- [CONSEGNA] Riproduca senza alcuna modifica il passo del testo sui disegni di Scipione che va da "Diverso è il" fino a "rabbia o sdegno.", estremi compresi.

--- TESTO IN ESAME ---

Diverso è il tratto che caratterizza i disegni degli anni precedenti. Dal ’31 al ’33 si registra un evolvere del disegno scipioniano nella direzione, come appena esposto, di un alleggerimento delle linee. In precedenza queste risultano marcate, come scolpite sul foglio, che spesso, come riporta il De Angelis, lacerava, riduceva a brandelli per rabbia o sdegno.
Ora, quelle linee fortemente marcate sono tipiche dei disegni a sfondo religioso. Il Cardinale, un disegno del 1932, è esemplificativo di un raro gioco di luci ed ombre che Scipione applica al disegno. ‘’Il disegno puro di Scipione abolisce il chiaroscuro, ottenendo contrasti con tratteggi minuti, un vero e proprio virgolato di contrappunti che estrae la luce dal bianco e dal nero e rendono il tratteggio vibrante, rifrangente. Pascin?’’13 (si osservi lo Studio per una Madonna, del 1933).

--- DATI FORNITI ---

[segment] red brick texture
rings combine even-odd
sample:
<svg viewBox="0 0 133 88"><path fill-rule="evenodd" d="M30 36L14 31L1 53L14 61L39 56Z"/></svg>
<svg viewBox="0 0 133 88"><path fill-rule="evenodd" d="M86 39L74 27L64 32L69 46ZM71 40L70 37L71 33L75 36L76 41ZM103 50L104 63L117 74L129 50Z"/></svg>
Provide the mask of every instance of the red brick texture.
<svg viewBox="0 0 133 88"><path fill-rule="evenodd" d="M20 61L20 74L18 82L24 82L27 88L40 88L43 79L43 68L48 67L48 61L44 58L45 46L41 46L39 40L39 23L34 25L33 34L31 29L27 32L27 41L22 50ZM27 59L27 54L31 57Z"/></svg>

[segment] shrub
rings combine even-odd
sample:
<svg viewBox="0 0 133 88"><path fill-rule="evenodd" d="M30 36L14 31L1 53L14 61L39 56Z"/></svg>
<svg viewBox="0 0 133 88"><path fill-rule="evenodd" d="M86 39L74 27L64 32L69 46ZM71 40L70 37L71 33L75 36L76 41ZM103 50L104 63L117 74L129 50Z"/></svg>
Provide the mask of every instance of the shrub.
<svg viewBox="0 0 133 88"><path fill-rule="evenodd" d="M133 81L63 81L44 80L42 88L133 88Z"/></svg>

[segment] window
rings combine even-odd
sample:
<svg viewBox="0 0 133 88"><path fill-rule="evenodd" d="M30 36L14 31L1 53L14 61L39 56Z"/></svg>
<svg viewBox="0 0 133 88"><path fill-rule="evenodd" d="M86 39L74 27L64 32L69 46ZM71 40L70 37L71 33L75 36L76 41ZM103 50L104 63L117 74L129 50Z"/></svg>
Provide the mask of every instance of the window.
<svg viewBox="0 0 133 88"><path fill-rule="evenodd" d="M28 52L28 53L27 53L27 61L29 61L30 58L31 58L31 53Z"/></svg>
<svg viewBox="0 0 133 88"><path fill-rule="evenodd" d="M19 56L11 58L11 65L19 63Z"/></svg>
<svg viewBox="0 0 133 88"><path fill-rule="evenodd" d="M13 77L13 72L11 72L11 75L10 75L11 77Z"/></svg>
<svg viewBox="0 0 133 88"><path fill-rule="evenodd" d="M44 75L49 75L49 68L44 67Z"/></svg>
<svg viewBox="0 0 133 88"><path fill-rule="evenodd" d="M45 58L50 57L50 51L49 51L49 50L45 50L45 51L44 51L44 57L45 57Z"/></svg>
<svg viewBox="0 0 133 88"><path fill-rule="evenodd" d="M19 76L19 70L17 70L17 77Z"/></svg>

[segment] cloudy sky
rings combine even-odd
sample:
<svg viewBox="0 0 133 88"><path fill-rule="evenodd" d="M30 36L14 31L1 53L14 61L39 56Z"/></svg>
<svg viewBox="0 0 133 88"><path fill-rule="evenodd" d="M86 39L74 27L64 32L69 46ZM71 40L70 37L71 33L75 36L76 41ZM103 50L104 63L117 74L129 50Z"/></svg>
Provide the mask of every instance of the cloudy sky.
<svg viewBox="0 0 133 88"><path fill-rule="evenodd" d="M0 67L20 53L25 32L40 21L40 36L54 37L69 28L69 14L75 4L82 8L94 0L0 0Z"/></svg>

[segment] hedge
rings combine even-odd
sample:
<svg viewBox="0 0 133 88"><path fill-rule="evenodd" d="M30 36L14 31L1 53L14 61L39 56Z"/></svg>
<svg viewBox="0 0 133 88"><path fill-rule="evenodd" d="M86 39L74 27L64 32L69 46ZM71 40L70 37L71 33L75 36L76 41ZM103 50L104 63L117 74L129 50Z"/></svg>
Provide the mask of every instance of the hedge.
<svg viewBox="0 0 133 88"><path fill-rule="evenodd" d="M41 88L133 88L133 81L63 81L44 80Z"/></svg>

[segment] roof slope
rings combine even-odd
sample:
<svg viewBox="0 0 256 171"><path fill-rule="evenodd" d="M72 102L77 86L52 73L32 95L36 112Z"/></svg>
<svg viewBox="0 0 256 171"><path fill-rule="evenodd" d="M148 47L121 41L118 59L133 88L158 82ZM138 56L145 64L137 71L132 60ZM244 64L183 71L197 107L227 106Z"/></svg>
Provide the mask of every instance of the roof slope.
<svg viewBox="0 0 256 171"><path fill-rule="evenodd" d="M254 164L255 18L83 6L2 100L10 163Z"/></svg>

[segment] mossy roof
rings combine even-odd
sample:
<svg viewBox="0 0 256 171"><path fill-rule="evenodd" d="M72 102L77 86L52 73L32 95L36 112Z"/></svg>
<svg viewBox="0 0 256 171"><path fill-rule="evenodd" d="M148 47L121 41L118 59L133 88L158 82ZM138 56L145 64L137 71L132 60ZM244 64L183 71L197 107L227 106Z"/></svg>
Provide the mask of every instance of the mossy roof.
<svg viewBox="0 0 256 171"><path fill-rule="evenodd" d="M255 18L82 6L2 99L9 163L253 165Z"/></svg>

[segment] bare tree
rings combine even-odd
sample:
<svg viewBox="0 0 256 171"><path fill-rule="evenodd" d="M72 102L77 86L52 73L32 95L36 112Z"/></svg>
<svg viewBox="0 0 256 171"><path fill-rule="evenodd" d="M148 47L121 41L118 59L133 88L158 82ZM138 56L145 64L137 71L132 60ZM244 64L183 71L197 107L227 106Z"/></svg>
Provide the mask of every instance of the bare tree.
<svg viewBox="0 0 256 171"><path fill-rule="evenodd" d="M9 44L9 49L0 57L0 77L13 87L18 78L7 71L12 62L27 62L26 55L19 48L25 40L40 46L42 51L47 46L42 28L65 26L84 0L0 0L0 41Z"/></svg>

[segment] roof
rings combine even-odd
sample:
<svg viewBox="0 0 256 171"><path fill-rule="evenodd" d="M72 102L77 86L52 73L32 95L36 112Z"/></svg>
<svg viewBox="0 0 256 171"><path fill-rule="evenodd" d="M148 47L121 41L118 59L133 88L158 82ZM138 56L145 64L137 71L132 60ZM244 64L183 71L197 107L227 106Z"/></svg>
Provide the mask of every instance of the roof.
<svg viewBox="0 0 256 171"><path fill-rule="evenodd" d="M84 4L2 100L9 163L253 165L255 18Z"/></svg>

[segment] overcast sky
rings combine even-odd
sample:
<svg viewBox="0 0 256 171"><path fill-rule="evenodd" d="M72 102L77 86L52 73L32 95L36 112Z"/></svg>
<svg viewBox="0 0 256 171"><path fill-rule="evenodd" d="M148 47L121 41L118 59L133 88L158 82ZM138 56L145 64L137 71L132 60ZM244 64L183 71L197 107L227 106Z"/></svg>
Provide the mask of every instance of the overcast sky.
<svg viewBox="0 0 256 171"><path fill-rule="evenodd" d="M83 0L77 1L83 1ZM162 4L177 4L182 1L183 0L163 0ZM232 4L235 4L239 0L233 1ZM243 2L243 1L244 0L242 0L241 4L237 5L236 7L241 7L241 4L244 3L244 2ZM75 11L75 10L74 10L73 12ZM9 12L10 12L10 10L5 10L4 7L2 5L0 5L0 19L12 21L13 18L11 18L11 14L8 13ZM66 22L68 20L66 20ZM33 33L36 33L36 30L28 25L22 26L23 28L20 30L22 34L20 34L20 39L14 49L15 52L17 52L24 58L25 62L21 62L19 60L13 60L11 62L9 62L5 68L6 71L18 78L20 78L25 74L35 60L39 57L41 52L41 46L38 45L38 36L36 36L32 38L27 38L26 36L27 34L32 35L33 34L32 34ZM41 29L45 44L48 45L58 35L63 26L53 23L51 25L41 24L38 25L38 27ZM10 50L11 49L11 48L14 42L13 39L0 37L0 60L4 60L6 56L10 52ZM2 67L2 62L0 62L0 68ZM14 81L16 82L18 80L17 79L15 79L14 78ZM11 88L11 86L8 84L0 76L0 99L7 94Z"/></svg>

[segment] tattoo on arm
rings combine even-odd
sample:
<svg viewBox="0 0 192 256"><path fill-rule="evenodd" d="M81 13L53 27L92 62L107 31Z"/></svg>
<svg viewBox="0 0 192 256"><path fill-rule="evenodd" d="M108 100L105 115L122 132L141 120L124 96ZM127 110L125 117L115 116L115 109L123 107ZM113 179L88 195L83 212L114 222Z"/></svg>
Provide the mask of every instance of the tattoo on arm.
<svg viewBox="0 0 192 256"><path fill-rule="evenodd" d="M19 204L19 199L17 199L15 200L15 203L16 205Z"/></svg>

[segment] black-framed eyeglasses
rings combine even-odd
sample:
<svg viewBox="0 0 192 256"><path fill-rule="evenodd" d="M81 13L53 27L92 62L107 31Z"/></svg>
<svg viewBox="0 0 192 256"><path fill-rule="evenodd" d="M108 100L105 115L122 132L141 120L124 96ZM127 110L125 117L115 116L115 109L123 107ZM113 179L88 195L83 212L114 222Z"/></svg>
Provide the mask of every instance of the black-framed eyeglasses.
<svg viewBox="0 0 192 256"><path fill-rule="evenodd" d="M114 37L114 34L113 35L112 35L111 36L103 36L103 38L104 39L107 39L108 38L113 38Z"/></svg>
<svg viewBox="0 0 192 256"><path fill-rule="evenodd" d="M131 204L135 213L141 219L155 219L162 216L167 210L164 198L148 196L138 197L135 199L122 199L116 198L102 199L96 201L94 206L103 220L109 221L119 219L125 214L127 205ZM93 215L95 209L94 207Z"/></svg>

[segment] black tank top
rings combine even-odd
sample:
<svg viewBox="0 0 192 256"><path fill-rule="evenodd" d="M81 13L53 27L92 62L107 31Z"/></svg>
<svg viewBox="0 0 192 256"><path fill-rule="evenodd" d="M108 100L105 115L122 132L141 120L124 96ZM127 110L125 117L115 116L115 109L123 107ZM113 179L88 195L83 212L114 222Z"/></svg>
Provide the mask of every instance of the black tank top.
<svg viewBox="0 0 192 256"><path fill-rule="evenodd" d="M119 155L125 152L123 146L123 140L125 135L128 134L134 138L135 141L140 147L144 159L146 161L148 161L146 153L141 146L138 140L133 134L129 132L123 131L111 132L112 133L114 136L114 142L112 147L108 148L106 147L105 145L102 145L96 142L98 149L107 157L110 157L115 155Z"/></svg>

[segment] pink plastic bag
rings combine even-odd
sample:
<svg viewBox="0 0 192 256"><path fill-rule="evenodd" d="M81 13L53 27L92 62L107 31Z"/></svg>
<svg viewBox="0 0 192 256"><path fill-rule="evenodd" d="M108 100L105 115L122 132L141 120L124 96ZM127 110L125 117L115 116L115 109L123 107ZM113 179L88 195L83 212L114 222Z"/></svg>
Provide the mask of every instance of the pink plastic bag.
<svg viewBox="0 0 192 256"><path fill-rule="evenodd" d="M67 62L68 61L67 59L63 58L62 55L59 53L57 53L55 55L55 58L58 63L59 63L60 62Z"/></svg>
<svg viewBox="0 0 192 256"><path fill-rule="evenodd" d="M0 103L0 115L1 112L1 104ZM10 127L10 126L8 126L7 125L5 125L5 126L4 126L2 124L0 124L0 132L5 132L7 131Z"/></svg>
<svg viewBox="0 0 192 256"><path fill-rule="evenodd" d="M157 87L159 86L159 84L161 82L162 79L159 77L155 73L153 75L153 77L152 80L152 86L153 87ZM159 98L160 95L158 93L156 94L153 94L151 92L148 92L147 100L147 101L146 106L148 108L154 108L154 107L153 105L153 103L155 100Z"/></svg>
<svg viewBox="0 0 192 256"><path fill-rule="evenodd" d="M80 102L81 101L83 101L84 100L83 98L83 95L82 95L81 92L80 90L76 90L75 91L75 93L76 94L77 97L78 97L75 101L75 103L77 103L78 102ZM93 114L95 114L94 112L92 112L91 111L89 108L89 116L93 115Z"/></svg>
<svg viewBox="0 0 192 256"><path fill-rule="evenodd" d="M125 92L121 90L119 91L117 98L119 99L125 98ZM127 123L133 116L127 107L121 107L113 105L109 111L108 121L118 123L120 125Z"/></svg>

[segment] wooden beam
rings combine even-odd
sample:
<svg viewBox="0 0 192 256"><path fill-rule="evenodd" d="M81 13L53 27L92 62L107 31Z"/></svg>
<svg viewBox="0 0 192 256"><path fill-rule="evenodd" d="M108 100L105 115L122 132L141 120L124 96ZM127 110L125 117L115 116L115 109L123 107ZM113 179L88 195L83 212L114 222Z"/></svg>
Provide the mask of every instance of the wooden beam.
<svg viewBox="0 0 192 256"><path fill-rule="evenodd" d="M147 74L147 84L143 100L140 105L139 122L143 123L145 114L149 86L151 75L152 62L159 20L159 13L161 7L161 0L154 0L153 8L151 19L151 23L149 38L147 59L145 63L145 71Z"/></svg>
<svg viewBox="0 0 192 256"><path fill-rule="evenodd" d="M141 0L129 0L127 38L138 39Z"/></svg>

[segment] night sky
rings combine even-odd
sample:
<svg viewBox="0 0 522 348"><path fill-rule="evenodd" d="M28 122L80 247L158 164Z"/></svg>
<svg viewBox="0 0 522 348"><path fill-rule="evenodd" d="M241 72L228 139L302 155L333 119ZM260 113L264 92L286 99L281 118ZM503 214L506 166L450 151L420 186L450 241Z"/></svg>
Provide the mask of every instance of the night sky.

---

- [SOLUZIONE]
Diverso è il tratto che caratterizza i disegni degli anni precedenti. Dal ’31 al ’33 si registra un evolvere del disegno scipioniano nella direzione, come appena esposto, di un alleggerimento delle linee. In precedenza queste risultano marcate, come scolpite sul foglio, che spesso, come riporta il De Angelis, lacerava, riduceva a brandelli per rabbia o sdegno.